REQUISITO A: De acuerdo con el fragmento proporcionado, ¿bajo qué emperadores sufrían persecución los cristianos cuando Marcos escribió su evangelio?

FRAGMENTO PROPORCIONADO:

•••

(33° dom to B)
Cuando
el evangelista Marcos escribe su evangelio (fines de los 60 - comienzos de los
70 después de JC), los cristianos de entonces sufrían las persecuciones de
Nerón y Domiciano. Vivían, pues, situaciones difíciles, peligrosas y
dramáticas. Tenían la impresión de que su fe iba a ser definitivamente ahogada,
el movimiento cristiano aniquilado, el mal triunfador, los enemigos de la fe en
la cima. Parecía que el universo entero, representado por los astros, el sol,
la luna y las estrellas, caía sobre ellos y los aplastaba con la violencia de
la persecución y el odio de sus enemigos. Tenían la sensación que aparecían ya
los signos anunciadores del fin inminente del mundo que había anunciado Jesús.

•••

REQUISITO B: Transcriba sin ningún cambio todas las líneas de los registros que aparecen a continuación.

(Registros de datos)
•••

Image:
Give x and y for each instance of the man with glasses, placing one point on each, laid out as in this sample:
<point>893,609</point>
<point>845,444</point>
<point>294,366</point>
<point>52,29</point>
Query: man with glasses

•••

RESPUESTA COMPLETA A: Bajo Nerón y Domiciano.

RESPUESTA COMPLETA B:
Image:
Give x and y for each instance of the man with glasses, placing one point on each, laid out as in this sample:
<point>893,609</point>
<point>845,444</point>
<point>294,366</point>
<point>52,29</point>
Query: man with glasses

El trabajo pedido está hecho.